Task |
Reproduce every record exactly as given.

◆ ◆ ◆ ◆ ◆

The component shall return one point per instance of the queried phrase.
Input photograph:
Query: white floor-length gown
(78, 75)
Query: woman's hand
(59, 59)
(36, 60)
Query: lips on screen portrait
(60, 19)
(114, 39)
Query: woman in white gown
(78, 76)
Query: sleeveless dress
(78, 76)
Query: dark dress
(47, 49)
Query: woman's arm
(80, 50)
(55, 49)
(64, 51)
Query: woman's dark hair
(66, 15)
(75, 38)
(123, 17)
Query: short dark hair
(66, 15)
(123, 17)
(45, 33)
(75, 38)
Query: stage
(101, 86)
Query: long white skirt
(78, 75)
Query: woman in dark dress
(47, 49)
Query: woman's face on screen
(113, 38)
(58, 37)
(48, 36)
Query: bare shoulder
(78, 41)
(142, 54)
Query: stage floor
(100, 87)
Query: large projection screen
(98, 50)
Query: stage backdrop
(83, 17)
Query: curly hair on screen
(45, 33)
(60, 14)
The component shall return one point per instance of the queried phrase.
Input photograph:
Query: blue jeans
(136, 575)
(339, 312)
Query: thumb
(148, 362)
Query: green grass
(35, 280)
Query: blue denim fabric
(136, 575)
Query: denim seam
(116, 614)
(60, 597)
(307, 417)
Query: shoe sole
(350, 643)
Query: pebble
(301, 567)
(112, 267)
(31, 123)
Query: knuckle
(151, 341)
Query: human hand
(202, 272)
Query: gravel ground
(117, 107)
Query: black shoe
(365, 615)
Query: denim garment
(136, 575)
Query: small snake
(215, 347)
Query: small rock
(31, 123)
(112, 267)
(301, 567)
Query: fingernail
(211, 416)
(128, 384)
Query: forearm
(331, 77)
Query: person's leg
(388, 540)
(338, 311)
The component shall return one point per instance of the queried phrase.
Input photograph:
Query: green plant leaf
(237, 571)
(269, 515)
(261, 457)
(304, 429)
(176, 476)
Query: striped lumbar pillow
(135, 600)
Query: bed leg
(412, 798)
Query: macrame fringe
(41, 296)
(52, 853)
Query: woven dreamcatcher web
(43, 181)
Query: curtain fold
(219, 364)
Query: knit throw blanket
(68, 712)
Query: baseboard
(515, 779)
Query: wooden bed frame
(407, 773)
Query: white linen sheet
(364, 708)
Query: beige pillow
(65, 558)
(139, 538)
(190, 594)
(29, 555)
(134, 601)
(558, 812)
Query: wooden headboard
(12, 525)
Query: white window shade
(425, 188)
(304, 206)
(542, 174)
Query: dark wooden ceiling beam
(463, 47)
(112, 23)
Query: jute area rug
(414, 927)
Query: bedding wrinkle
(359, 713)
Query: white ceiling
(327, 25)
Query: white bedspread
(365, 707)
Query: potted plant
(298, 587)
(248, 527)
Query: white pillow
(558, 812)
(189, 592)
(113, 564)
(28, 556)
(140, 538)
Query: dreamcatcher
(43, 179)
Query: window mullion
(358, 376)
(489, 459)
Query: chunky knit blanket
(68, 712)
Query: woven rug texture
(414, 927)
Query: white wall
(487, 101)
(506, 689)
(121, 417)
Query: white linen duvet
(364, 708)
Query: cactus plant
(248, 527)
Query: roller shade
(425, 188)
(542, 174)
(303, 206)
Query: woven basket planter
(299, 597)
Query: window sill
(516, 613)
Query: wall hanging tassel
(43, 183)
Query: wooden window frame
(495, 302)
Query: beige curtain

◆ ◆ ◆ ◆ ◆

Written reply |
The component shall return one point per instance of the queried phrase.
Input photograph:
Query: white floor-length gown
(78, 75)
Query: woman's hand
(59, 59)
(36, 60)
Query: lips on screen portrait
(60, 19)
(114, 39)
Query: woman in white gown
(78, 76)
Query: sleeveless dress
(78, 76)
Query: dark dress
(47, 49)
Query: woman's arm
(80, 50)
(55, 49)
(64, 51)
Query: woman's dark hair
(66, 15)
(75, 38)
(123, 17)
Query: short dark hair
(66, 15)
(123, 17)
(45, 33)
(75, 38)
Query: stage
(101, 86)
Query: long white skirt
(78, 75)
Query: woman in dark dress
(47, 49)
Query: woman's face on screen
(113, 38)
(58, 37)
(48, 36)
Query: bare shoulder
(78, 41)
(142, 54)
Query: stage floor
(100, 87)
Query: large projection screen
(98, 50)
Query: stage backdrop
(83, 17)
Query: curly hair on screen
(45, 33)
(60, 14)
The component shall return one point per instance of the queried phrase.
Input photograph:
Query: blue jeans
(136, 575)
(339, 312)
Query: thumb
(148, 362)
Query: green grass
(35, 280)
Query: blue denim fabric
(136, 575)
Query: denim seam
(116, 614)
(60, 597)
(307, 417)
Query: shoe sole
(350, 643)
Query: pebble
(301, 567)
(112, 267)
(31, 123)
Query: knuckle
(151, 341)
Query: human hand
(202, 272)
Query: gravel ground
(117, 107)
Query: black shoe
(365, 615)
Query: denim garment
(136, 575)
Query: small snake
(215, 347)
Query: small rock
(31, 123)
(112, 267)
(301, 567)
Query: fingernail
(211, 416)
(128, 384)
Query: forearm
(331, 77)
Query: person's leg
(388, 540)
(338, 311)
The component shall return one point per instance of the queried phrase.
Input photograph:
Query: green plant leaf
(237, 571)
(269, 515)
(261, 457)
(304, 429)
(176, 476)
Query: striped lumbar pillow
(135, 600)
Query: bed leg
(412, 798)
Query: macrame fringe
(41, 296)
(52, 853)
Query: woven dreamcatcher web
(43, 181)
Query: curtain fold
(219, 364)
Query: knit throw blanket
(68, 712)
Query: baseboard
(515, 779)
Query: wooden bed frame
(407, 773)
Query: white linen sheet
(364, 708)
Query: beige pillow
(65, 558)
(139, 538)
(190, 594)
(29, 555)
(134, 601)
(558, 812)
Query: wooden headboard
(12, 525)
Query: white window shade
(425, 188)
(304, 206)
(542, 174)
Query: dark wooden ceiling beam
(463, 47)
(112, 23)
Query: jute area rug
(414, 927)
Query: bedding wrinkle
(359, 713)
Query: white ceiling
(327, 25)
Query: white bedspread
(365, 707)
Query: potted plant
(298, 587)
(248, 527)
Query: white pillow
(558, 812)
(189, 592)
(113, 564)
(28, 556)
(140, 538)
Query: dreamcatcher
(43, 179)
Query: window mullion
(358, 376)
(489, 459)
Query: chunky knit blanket
(68, 712)
Query: woven rug texture
(414, 927)
Query: white wall
(487, 101)
(506, 689)
(121, 417)
Query: white linen duvet
(364, 708)
Query: cactus plant
(248, 527)
Query: roller shade
(425, 188)
(542, 174)
(303, 206)
Query: woven basket planter
(299, 597)
Query: window sill
(516, 613)
Query: wall hanging tassel
(43, 183)
Query: wooden window frame
(495, 302)
Query: beige curtain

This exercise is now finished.